--- Extrait présenté ---

Algérie/ Un été chaud en perspective – Poussée de colère sur le front social

Fait rare, pour ne pas dire inédit ; les agents de la protection civile, communément appelés pompiers, ont organisé deux journées de protestation, le 18 et le 25 avril, sous forme de rassemblements devant les unités principales sur l’ensemble du territoire nationale. Peu habitué à ce genre d’action, ce corps constitué connu pour sa discipline et son engagement sans faille vit un grand malaise, qu’il a toujours essayé de contenir, en espérant que des solutions soient apportées aux problèmes socio-professionnels des personnels, sans que ces derniers ne soient obligés de manifester leurs revendications sur la voie publique. En vain, le manque de réaction de la part de leurs responsables ajouté à un contexte socio-économique insoutenable et à une crise sanitaire sans précédent, dont les effets démoralisateurs sont parfois dévastateurs, les ont poussé à passer à l’action, sans plus attendre.

---

→ **Tâche à réaliser 1**:
Recopiez le texte sur la colère des pompiers algériens de « Fait rare, pour » à « sans plus attendre. », en renommant « pompiers » en « sapeurs-pompiers ».
→ **Tâche à réaliser 2**:
D'après le texte sur la colère des pompiers algériens, à quelles dates les agents de la protection civile ont-ils organisé leurs journées de protestation ?

--- Enregistrements de données ---

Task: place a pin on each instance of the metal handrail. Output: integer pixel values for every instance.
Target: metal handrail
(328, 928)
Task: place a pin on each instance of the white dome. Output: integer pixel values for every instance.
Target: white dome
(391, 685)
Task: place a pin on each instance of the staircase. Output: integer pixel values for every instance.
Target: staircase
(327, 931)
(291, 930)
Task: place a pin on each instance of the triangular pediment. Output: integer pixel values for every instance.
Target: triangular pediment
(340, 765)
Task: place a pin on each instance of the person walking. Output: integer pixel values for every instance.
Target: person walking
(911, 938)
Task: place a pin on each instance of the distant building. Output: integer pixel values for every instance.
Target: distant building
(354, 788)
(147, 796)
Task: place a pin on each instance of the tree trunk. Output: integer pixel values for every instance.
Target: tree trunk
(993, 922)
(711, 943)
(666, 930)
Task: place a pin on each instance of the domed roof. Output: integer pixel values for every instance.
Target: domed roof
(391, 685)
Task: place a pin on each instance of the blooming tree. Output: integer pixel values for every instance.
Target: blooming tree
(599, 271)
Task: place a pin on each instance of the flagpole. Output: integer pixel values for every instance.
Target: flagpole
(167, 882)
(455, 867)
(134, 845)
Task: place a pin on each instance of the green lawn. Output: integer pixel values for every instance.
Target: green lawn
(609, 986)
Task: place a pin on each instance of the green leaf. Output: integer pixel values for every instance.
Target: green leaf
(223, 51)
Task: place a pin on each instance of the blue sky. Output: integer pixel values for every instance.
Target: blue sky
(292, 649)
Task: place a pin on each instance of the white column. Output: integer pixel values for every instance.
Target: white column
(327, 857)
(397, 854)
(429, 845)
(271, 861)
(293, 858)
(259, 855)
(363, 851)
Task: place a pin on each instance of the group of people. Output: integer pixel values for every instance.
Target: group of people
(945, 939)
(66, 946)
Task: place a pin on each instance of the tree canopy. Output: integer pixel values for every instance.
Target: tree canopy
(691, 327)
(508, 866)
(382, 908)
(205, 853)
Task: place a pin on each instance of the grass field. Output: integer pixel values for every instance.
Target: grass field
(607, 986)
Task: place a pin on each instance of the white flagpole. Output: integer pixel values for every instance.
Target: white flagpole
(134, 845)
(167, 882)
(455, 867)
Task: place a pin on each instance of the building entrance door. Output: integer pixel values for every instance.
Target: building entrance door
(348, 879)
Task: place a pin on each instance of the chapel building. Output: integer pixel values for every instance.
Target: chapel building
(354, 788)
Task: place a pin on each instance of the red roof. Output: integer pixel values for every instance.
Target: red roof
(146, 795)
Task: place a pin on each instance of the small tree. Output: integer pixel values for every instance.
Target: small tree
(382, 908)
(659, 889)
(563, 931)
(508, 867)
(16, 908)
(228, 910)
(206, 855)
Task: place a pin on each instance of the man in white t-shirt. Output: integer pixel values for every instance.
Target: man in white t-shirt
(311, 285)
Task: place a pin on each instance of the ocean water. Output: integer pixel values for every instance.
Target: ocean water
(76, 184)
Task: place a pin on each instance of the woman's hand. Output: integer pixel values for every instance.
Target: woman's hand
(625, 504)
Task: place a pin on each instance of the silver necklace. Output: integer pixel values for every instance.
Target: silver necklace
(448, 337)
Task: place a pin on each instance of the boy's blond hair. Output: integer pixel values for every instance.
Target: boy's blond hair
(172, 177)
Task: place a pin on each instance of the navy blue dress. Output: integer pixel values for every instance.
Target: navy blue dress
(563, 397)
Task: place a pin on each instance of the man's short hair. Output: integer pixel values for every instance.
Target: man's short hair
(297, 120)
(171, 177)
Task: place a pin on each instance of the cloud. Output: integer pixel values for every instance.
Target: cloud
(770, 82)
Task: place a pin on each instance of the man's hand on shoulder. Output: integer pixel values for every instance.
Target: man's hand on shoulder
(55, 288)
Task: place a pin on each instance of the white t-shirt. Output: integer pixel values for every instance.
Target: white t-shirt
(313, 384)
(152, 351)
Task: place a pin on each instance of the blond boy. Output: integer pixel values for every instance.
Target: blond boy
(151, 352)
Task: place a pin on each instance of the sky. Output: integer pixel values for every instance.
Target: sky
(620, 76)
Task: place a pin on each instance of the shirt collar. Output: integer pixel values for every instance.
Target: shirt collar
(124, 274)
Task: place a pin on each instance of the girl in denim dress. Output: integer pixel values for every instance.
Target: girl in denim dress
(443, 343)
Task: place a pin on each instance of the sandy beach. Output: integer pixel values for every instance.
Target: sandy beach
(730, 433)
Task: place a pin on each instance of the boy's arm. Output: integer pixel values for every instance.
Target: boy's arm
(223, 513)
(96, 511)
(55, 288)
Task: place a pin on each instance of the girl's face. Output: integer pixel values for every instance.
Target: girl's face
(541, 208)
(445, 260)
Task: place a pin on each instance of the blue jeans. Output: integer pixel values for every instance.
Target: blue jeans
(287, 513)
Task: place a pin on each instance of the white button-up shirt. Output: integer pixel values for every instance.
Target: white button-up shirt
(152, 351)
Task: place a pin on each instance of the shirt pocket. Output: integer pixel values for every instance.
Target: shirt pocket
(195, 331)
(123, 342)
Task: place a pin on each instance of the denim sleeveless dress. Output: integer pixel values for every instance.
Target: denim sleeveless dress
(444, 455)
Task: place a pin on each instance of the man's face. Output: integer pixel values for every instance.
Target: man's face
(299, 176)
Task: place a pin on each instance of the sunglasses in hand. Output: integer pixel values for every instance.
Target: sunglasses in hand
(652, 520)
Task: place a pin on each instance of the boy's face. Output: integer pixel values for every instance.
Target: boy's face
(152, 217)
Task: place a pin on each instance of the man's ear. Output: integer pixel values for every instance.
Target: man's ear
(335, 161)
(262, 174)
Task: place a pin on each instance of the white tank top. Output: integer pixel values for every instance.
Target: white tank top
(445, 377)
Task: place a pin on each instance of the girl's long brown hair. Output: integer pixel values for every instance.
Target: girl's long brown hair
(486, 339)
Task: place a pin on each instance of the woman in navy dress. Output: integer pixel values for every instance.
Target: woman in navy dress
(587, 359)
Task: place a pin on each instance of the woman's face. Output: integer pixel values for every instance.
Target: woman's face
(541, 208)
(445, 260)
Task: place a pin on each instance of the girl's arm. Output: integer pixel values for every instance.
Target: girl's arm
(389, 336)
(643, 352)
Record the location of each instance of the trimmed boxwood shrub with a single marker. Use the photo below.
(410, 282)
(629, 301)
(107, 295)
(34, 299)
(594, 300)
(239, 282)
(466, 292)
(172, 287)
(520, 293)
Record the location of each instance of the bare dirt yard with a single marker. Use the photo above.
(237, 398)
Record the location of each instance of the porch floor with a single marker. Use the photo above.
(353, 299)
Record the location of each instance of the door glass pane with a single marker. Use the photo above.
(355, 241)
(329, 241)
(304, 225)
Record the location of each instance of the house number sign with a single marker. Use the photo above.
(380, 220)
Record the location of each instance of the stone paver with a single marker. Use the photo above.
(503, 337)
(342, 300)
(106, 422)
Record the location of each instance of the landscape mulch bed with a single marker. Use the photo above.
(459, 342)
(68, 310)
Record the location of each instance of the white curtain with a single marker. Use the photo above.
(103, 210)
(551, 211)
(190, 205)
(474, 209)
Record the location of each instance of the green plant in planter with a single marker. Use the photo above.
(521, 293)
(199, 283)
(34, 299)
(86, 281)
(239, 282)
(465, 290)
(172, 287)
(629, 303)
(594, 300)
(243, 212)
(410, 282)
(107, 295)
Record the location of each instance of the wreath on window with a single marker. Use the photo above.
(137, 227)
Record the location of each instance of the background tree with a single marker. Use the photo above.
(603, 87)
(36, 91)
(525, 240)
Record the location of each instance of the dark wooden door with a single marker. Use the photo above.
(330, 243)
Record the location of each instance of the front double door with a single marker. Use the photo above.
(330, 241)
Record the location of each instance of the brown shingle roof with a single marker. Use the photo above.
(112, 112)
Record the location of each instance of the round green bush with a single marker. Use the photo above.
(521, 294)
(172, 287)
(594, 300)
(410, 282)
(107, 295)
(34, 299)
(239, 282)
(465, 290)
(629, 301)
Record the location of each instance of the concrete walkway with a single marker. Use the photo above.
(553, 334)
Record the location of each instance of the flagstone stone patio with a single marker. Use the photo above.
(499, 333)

---

→ **Réponse 1**:
Fait rare, pour ne pas dire inédit ; les agents de la protection civile, communément appelés sapeurs-pompiers, ont organisé deux journées de protestation, le 18 et le 25 avril, sous forme de rassemblements devant les unités principales sur l’ensemble du territoire nationale. Peu habitué à ce genre d’action, ce corps constitué connu pour sa discipline et son engagement sans faille vit un grand malaise, qu’il a toujours essayé de contenir, en espérant que des solutions soient apportées aux problèmes socio-professionnels des personnels, sans que ces derniers ne soient obligés de manifester leurs revendications sur la voie publique. En vain, le manque de réaction de la part de leurs responsables ajouté à un contexte socio-économique insoutenable et à une crise sanitaire sans précédent, dont les effets démoralisateurs sont parfois dévastateurs, les ont poussé à passer à l’action, sans plus attendre.

→ **Réponse 2**:
Le 18 et le 25 avril.